INSTRUCTIONS TO FOLLOW: Copy every record word for word.

Stored entries:
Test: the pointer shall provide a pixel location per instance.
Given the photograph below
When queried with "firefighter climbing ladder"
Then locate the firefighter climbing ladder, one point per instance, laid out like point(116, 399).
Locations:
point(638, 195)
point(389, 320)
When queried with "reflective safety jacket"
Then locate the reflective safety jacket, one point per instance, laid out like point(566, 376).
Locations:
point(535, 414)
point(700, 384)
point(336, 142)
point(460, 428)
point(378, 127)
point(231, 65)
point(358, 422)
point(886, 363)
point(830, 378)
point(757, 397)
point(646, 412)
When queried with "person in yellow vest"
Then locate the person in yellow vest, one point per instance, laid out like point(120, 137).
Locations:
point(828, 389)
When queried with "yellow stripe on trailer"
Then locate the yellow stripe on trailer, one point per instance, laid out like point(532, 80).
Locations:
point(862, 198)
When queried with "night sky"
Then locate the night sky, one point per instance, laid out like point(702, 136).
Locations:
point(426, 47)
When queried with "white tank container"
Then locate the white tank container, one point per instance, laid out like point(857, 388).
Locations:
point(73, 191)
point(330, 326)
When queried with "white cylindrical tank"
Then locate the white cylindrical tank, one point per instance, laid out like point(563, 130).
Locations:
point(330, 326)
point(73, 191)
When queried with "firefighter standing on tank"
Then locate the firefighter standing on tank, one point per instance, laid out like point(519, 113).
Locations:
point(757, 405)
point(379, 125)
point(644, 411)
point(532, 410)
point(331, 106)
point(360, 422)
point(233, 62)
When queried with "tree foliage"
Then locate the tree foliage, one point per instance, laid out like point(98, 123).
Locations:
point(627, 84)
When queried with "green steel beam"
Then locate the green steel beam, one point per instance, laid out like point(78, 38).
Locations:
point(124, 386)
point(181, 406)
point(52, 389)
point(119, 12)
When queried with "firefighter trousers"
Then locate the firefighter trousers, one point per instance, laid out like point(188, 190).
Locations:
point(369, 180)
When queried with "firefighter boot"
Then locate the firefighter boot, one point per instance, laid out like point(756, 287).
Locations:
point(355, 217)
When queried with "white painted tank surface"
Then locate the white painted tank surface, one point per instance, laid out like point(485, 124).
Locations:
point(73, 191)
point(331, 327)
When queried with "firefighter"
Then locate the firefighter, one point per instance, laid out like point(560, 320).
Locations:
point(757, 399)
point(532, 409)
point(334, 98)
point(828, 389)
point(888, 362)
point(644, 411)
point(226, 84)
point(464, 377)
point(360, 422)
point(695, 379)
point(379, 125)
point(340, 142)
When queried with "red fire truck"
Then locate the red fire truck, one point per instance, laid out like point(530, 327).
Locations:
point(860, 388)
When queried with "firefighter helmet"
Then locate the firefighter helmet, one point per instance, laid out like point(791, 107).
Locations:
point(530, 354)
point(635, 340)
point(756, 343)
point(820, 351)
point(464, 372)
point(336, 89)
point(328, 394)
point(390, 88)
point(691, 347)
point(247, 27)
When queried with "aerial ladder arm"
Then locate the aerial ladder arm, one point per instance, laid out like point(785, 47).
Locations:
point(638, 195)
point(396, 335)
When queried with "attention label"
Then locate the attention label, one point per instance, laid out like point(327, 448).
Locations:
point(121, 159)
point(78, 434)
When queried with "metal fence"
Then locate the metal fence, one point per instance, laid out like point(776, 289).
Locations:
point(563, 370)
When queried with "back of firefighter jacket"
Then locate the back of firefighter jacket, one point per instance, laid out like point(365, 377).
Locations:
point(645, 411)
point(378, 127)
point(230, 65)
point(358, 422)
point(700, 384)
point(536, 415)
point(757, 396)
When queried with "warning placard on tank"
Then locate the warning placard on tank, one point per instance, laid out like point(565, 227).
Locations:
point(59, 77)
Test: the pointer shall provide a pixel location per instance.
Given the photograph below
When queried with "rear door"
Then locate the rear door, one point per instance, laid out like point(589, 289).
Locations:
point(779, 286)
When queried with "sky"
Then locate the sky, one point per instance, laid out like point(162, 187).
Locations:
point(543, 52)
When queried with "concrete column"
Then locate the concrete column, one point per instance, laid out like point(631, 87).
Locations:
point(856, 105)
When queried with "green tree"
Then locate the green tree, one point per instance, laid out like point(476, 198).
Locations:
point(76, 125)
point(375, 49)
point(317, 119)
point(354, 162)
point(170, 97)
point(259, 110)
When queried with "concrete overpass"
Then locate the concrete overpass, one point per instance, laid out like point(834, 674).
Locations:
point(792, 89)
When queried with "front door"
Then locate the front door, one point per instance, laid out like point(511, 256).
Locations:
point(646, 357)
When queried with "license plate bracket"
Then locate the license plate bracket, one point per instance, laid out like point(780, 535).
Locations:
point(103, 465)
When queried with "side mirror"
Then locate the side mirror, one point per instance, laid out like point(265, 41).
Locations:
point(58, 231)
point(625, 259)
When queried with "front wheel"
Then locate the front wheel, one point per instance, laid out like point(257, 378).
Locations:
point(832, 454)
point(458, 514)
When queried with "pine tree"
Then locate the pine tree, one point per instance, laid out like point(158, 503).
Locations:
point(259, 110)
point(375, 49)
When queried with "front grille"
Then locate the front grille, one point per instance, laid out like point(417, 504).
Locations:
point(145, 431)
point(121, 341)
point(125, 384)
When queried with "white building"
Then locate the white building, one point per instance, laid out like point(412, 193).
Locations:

TASK ANSWER:
Test: the pointer shall provide a pixel location per instance.
Given the photograph below
When queried with "firefighter climbing ladder"
Then locate the firefighter climbing ladder, one point per instance, laid out like point(116, 399).
Locations:
point(638, 195)
point(389, 320)
When queried with "reflective safety jacket"
Then locate the reflective safety jacket, one point per instance, laid out like point(566, 376).
Locations:
point(535, 414)
point(700, 384)
point(336, 142)
point(460, 428)
point(378, 127)
point(231, 65)
point(358, 422)
point(886, 363)
point(830, 378)
point(757, 397)
point(646, 412)
When queried with "person in yellow vest"
Then locate the person in yellow vest, one point per instance, laid out like point(120, 137).
Locations:
point(828, 389)
When queried with "yellow stripe on trailer"
Then locate the yellow stripe on trailer, one point per instance, laid out like point(532, 80).
Locations:
point(862, 198)
When queried with "night sky"
Then locate the night sky, one point per instance, laid out like point(702, 136).
Locations:
point(426, 47)
When queried with "white tank container"
Then locate the white tank container, one point per instance, laid out like point(857, 388).
Locations:
point(73, 191)
point(330, 326)
When queried with "white cylindrical tank"
Then locate the white cylindrical tank, one point per instance, laid out like point(563, 130).
Locations:
point(330, 326)
point(73, 191)
When queried with "firefighter standing on tank"
Then locate the firefighter standing on tank, one point per instance, laid out like point(519, 113).
Locations:
point(757, 405)
point(379, 125)
point(644, 411)
point(532, 410)
point(331, 106)
point(360, 422)
point(233, 62)
When queried with "tree foliage"
Then locate the tree foliage, one point per instance, laid out like point(98, 123).
Locations:
point(627, 84)
When queried with "green steel beam"
Then locate the green steel beam, one point per instance, laid out like point(78, 38).
Locations:
point(124, 386)
point(181, 406)
point(52, 389)
point(119, 12)
When queried with "firefighter trousers"
Then locate the firefighter trousers, one point per instance, laid out like point(188, 190).
Locations:
point(369, 180)
When queried with "firefighter boot"
Then locate the firefighter boot, one point per instance, laid out like point(756, 287).
Locations:
point(355, 217)
When queried with "white painted tank surface"
Then locate the white painted tank surface, one point per instance, laid out like point(485, 124).
Locations:
point(73, 191)
point(331, 327)
When queried with "firefighter"
Then locate the firefighter, one point per instance, laid out like point(560, 320).
Locations:
point(757, 399)
point(532, 409)
point(334, 98)
point(828, 389)
point(888, 362)
point(644, 411)
point(226, 84)
point(464, 377)
point(360, 422)
point(695, 379)
point(379, 125)
point(340, 142)
When queried with "red fire truck"
Then locate the red fire truck, one point per instance, laid out like point(530, 327).
Locations:
point(860, 388)
When queried with "firefighter helmet"
Then locate the firefighter helmet, one point per instance, laid out like point(791, 107).
Locations:
point(530, 354)
point(635, 340)
point(756, 343)
point(820, 351)
point(464, 372)
point(336, 89)
point(328, 394)
point(390, 88)
point(691, 347)
point(247, 27)
When queried with "aerial ladder arm"
Then locate the aerial ladder arm, one point per instance, laid out like point(785, 47).
Locations:
point(638, 195)
point(396, 335)
When queried with "attention label"
Then locate the attention label, one point per instance, laid out like point(327, 448).
Locations:
point(121, 159)
point(78, 434)
When queried with "metal fence"
Then locate the metal fence, one point per instance, laid out like point(776, 289).
Locations:
point(563, 370)
When queried with "back of firefighter jacket"
Then locate the back of firefighter jacket, one point per instance, laid out like point(365, 377).
Locations:
point(645, 411)
point(378, 127)
point(230, 65)
point(358, 422)
point(700, 384)
point(536, 415)
point(757, 396)
When queried with "warning placard on tank"
Then locate the warning placard on tank, one point per instance, laid out like point(565, 227).
Locations:
point(59, 77)
Test: the pointer shall provide a pixel location per instance.
Given the photograph below
When queried with "rear door"
Then locate the rear door, one point per instance, laid out like point(589, 289).
Locations:
point(779, 286)
When queried with "sky"
Then locate the sky, one point per instance, laid out like point(162, 187).
Locations:
point(543, 52)
When queried with "concrete column"
Then locate the concrete column, one point per instance, laid out like point(631, 87).
Locations:
point(856, 105)
When queried with "green tree"
Then locate the green tree, one point per instance, laid out like point(476, 198).
Locations:
point(76, 125)
point(375, 49)
point(317, 119)
point(354, 162)
point(170, 97)
point(259, 110)
When queried with "concrete overpass"
Then locate the concrete overpass, one point per instance, laid out like point(834, 674).
Locations:
point(792, 89)
When queried with "front door"
Then locate the front door, one point per instance, laid out like point(511, 256).
Locations:
point(646, 357)
When queried with "license plate bracket"
Then locate the license plate bracket, one point per instance, laid out like point(780, 535).
Locations:
point(103, 465)
When queried with "side mirror"
Then locate the side mirror, one point per instance, laid out like point(265, 41).
Locations:
point(58, 231)
point(625, 259)
When queried with "front wheel"
Then locate the front wheel, one point per instance, laid out like point(257, 378).
Locations:
point(832, 454)
point(458, 514)
When queried with "pine tree"
Then locate the pine tree, one point per instance, laid out like point(158, 503).
Locations:
point(259, 110)
point(375, 49)
When queried with "front grille"
Then locate the front grille, one point per instance, laid out like point(417, 504).
Locations:
point(145, 431)
point(121, 341)
point(125, 384)
When queried with "white building"
Then locate the white building, one point per instance, laid out like point(412, 193).
Locations:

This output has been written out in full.